Stored data entries
▬▬▬
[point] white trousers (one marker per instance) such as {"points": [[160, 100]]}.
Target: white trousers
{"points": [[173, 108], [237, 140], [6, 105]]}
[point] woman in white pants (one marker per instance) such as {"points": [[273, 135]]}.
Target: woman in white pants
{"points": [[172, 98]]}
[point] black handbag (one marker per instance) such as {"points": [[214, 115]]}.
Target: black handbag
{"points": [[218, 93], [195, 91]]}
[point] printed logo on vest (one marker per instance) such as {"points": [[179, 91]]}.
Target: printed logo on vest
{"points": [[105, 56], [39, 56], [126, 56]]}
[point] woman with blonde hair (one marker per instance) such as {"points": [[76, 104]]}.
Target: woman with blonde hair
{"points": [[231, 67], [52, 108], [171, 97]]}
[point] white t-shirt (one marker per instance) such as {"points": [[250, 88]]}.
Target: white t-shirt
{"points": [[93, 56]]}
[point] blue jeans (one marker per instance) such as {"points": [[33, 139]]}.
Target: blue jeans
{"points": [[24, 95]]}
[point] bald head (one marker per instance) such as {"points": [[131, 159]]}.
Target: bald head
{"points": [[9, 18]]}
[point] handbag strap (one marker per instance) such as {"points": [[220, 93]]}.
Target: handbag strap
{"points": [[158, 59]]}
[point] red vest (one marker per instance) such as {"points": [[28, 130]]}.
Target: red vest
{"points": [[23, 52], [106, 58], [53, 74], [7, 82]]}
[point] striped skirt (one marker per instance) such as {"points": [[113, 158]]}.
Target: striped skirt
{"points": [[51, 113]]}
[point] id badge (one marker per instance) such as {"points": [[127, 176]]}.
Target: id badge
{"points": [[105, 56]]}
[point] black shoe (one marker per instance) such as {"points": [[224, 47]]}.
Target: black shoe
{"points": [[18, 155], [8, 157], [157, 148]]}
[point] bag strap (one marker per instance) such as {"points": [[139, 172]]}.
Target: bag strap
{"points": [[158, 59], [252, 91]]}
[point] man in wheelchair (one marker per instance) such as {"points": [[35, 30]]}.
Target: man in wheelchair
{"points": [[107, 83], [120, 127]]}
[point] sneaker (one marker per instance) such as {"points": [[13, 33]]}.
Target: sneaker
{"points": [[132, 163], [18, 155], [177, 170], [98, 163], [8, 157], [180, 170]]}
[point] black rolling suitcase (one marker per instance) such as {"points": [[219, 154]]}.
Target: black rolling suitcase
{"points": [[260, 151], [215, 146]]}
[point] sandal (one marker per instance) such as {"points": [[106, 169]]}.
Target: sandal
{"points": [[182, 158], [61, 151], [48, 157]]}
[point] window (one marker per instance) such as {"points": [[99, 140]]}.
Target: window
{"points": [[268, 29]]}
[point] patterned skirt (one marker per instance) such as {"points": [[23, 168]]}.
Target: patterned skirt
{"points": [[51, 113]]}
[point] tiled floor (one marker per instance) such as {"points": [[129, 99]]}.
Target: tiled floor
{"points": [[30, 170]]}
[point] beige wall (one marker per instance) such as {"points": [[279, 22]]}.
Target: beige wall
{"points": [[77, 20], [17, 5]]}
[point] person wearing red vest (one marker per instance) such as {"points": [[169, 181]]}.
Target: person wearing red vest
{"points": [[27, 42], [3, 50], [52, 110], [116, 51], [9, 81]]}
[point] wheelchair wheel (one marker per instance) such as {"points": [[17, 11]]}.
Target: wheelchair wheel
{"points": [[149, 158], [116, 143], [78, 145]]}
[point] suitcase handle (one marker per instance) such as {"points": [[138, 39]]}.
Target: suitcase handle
▬▬▬
(Assignment)
Keep only those lines of the records that hold "handle", and return them.

(Response box)
[point] suitcase handle (one marker per instance) such as {"points": [[138, 39]]}.
Target: suitcase handle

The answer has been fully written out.